Description of the task: Rewrite the stretch of lines from "An image is provided below. Search it thoroughly for lake" through "[0,485,1346,896]", replacing "each occurrence" with "every instance" and leaving all else unchanged. Leave the pictures out.

Records shown:

##########

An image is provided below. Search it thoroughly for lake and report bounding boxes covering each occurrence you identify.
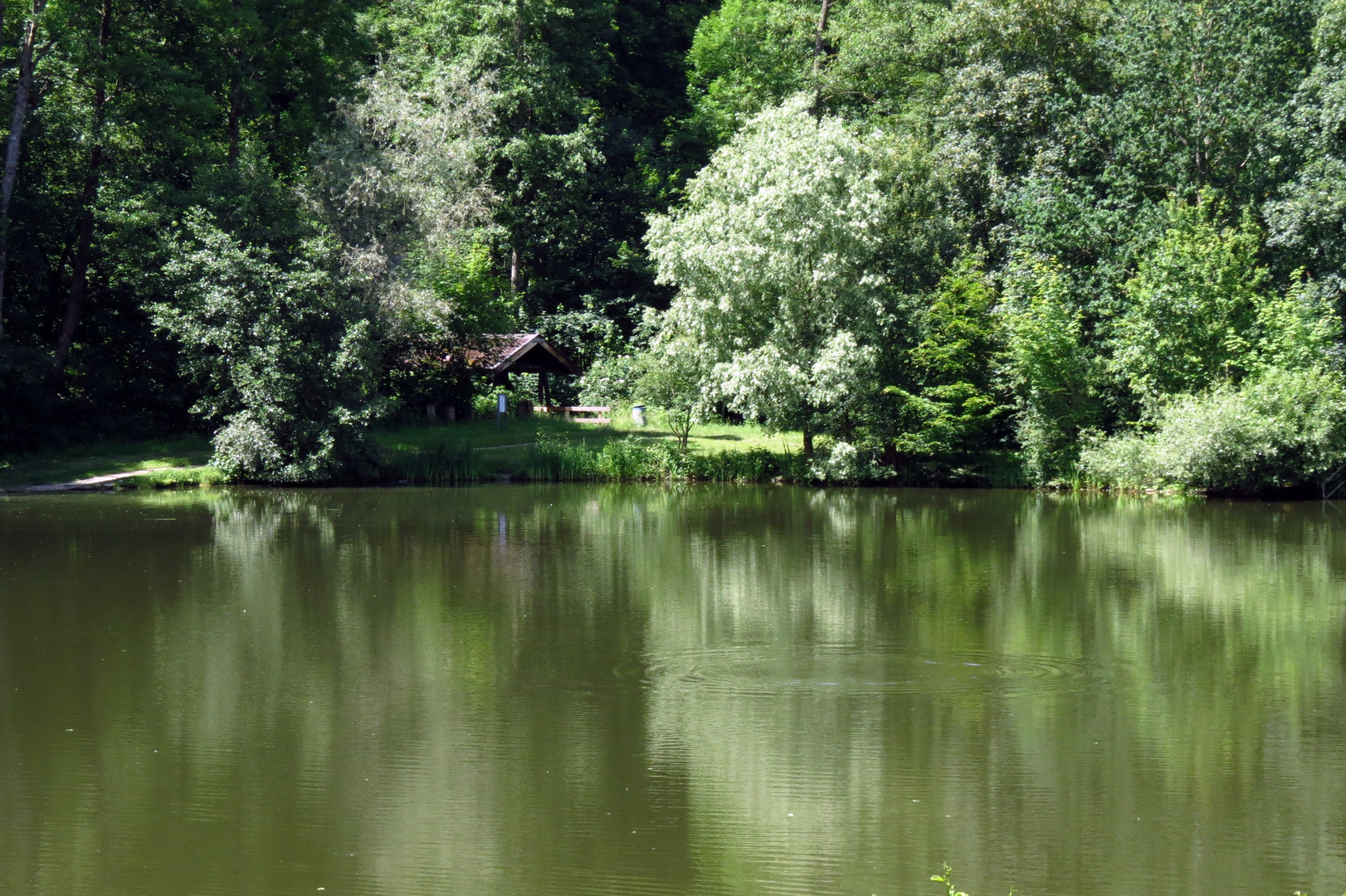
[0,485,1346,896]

##########

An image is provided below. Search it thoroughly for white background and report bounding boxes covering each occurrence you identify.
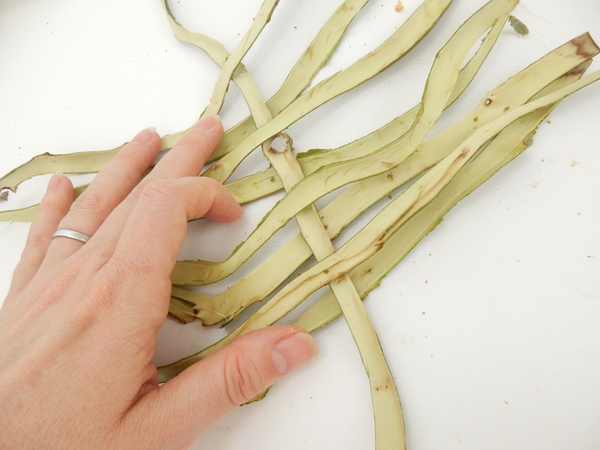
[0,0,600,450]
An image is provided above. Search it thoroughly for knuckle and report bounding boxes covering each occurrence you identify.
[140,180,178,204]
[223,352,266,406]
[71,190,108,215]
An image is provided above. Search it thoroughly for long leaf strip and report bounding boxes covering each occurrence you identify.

##########

Problem solution:
An image is provided below. Search it thoroughly for lake and report bounding boxes covering every instance you identify.
[0,485,1346,896]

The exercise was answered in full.